> [WHAT IS EXPECTED] Will you quote only the lines starting at the one that contains "Where can the dark wooden" and ending with the last line of the listing below, inclusive?

> [Dataset items]
——————————
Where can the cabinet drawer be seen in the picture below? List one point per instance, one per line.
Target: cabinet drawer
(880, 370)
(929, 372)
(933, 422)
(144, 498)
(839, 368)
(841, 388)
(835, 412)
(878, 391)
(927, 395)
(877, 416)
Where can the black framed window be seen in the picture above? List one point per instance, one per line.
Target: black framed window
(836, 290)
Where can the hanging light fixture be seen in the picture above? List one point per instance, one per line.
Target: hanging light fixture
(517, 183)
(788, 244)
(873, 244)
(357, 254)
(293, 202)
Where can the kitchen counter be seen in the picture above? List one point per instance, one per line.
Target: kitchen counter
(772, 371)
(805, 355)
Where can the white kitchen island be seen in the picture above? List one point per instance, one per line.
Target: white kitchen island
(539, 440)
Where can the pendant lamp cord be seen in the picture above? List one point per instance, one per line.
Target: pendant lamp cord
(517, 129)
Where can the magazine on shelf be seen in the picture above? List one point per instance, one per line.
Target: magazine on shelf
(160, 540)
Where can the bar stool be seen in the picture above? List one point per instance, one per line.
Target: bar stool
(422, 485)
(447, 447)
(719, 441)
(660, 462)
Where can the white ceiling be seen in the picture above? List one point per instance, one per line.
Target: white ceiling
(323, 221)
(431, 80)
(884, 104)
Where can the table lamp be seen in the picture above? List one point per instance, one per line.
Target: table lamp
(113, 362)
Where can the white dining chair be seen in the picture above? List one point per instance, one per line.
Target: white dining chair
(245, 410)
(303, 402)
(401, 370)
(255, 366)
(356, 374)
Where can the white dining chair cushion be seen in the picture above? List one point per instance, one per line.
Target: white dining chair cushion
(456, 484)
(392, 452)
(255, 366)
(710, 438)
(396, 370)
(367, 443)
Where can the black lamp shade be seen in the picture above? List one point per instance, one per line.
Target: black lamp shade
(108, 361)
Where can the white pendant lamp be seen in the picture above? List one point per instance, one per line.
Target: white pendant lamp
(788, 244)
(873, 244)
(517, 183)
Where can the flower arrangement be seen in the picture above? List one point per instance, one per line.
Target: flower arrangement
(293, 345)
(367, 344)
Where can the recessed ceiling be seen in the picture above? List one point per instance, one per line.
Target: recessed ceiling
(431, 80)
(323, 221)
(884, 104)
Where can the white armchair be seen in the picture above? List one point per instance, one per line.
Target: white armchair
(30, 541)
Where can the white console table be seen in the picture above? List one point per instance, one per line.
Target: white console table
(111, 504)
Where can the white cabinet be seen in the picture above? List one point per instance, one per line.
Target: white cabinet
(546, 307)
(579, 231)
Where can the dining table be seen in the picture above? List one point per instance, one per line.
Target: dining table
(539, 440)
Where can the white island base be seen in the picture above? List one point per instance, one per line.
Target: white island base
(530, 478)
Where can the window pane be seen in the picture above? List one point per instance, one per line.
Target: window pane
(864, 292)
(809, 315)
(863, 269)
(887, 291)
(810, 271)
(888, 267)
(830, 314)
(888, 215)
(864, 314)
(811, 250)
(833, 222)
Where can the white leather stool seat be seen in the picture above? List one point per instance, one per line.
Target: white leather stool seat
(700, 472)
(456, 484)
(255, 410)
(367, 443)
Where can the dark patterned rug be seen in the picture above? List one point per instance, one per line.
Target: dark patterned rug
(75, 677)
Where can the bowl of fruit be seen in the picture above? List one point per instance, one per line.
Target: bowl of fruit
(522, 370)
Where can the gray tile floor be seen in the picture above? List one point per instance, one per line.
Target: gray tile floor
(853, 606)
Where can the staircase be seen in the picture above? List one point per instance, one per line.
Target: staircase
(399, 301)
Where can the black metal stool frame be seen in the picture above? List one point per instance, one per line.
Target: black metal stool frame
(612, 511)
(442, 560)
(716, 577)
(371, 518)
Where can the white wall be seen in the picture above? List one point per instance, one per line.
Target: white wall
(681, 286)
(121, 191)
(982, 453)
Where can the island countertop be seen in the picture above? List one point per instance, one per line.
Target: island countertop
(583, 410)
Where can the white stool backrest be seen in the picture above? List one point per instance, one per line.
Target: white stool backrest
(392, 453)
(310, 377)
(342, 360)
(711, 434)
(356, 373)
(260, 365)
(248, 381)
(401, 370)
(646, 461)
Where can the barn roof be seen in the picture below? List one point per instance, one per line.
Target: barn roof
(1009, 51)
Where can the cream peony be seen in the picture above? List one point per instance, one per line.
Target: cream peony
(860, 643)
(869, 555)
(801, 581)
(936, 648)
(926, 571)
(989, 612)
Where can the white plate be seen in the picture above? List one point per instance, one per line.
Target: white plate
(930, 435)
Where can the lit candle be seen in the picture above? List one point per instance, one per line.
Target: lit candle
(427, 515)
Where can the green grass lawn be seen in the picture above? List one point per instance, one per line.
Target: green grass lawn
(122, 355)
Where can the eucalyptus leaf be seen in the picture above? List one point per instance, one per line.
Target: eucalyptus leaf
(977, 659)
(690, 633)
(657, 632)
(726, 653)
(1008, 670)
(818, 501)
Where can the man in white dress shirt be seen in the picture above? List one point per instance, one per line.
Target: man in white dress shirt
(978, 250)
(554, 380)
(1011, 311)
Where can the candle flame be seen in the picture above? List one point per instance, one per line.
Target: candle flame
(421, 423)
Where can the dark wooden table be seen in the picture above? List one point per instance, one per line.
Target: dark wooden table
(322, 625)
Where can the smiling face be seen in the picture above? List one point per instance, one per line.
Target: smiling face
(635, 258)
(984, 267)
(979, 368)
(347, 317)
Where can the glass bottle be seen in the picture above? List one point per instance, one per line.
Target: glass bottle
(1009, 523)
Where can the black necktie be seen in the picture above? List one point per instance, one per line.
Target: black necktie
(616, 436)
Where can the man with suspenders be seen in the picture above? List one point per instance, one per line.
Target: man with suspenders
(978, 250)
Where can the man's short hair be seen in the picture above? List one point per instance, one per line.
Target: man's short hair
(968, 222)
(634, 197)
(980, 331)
——————————
> [PROBLEM SOLUTION]
Where can the dark wooden table be seen in the picture above? List one point per instance, one per line.
Target: dark wooden table
(322, 625)
Where can the smiling face be seen in the picture above? List one point per instance, one per line.
Target: smiling face
(635, 258)
(984, 267)
(979, 368)
(347, 317)
Where can the glass bottle be seen in the picture above? List one point per instance, one per line.
Target: glass bottle
(1009, 523)
Where can the black necktie be seen in the picture above? List one point per instance, one per line.
Target: black necktie
(616, 436)
Where can the man with suspenders be seen in the picture above? List one point per instance, one per line.
Target: man with suspenders
(978, 250)
Where can the man's short hair be seen in the picture above? List one point per instance, one per line.
Target: man's short hair
(968, 222)
(634, 197)
(980, 331)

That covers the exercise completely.